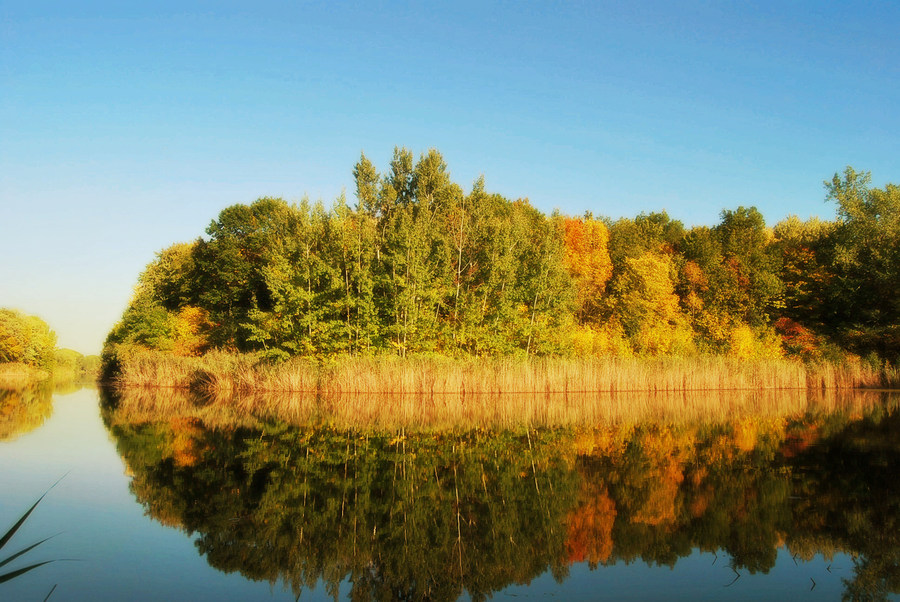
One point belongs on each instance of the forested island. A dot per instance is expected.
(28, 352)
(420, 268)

==

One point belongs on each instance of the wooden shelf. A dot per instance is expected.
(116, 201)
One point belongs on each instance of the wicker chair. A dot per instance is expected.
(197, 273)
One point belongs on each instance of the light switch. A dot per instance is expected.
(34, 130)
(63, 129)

* * *

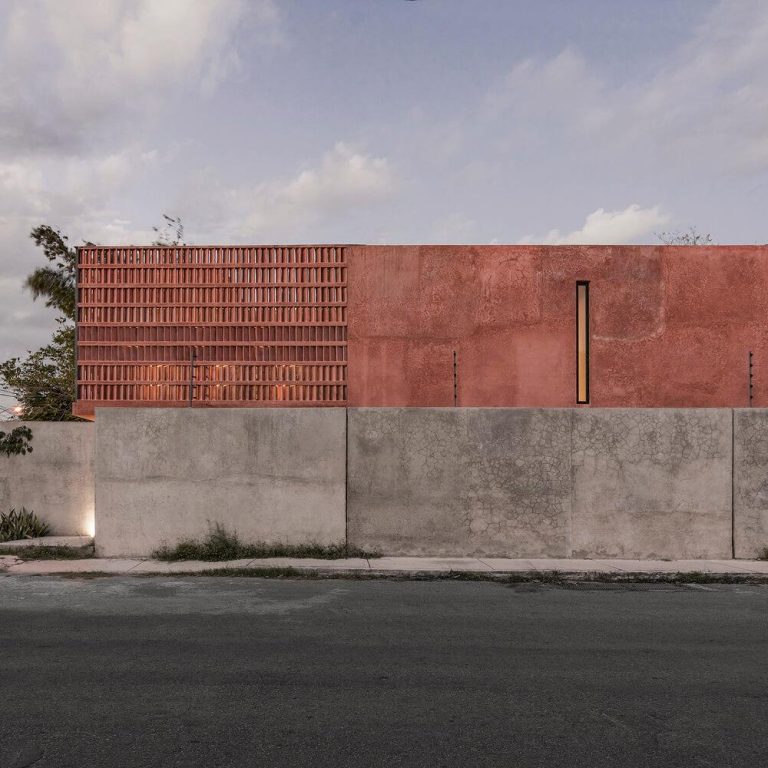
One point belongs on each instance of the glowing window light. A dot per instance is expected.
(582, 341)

What you have to do » Extract every line of the records that contains the word "each", treating uppercase and lowercase as distinct.

Written answer »
One point belongs on each instance of the forested island. A dot per instance is expected.
One point belongs on each instance of the wooden shelf. A dot per instance is expected.
One point belongs on each instance of the wicker chair. A dot per instance is expected.
One point belongs on each instance of the light switch. A dot per instance is expected.
One point belongs on each instance of the glowing window light. A dot per instance is expected.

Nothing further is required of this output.